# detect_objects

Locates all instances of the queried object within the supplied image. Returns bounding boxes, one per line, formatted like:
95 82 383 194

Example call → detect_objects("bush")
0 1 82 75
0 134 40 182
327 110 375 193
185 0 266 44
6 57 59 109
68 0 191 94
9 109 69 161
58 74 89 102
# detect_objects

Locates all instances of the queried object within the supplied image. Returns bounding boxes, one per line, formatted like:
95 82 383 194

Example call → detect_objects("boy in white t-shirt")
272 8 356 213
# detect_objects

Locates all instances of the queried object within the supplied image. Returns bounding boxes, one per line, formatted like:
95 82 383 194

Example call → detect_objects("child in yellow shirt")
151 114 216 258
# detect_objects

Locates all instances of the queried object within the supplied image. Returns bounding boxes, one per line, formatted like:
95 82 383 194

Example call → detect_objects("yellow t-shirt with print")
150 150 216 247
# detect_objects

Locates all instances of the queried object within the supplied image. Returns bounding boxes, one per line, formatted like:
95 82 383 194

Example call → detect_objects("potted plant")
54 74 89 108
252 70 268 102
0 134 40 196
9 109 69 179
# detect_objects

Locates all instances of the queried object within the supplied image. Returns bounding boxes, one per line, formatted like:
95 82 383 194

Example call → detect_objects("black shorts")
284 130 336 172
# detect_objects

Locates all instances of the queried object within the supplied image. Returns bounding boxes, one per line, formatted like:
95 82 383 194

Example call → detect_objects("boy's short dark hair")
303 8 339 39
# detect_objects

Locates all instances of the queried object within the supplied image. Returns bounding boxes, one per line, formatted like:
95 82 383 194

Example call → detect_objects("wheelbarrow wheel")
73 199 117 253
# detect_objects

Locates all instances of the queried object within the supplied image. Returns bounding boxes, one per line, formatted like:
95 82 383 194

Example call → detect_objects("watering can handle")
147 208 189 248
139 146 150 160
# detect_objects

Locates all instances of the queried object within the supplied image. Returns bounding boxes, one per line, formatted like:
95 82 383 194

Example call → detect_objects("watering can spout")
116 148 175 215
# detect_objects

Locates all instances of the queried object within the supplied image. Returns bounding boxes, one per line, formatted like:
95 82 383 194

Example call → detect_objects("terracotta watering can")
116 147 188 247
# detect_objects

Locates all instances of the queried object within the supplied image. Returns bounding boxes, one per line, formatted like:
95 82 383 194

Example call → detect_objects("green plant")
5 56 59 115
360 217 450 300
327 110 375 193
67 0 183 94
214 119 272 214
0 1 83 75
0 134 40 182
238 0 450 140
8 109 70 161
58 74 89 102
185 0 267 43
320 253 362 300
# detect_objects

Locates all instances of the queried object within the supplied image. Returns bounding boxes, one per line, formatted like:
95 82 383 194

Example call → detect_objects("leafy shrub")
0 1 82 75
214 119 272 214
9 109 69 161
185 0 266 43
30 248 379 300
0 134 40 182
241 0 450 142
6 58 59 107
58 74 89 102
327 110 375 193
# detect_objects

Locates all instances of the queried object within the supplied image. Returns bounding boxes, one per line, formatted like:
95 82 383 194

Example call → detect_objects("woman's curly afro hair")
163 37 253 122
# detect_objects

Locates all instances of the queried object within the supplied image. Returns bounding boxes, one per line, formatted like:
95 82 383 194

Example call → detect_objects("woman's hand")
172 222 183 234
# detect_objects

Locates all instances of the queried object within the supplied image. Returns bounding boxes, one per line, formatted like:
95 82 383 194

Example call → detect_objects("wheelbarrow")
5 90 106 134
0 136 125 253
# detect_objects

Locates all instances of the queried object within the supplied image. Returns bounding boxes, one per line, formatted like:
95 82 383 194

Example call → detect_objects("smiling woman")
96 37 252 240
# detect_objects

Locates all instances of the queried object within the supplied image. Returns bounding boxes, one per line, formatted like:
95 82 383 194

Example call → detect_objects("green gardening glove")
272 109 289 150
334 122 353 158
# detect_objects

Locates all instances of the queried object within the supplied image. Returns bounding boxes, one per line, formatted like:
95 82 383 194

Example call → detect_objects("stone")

• **Task objective**
Pick out each line in the material above that contains the word "plant" and copy those lines in full.

• **Solution for this exercise**
Example call → detect_objects("potted plant")
Example call → detect_objects("green plant")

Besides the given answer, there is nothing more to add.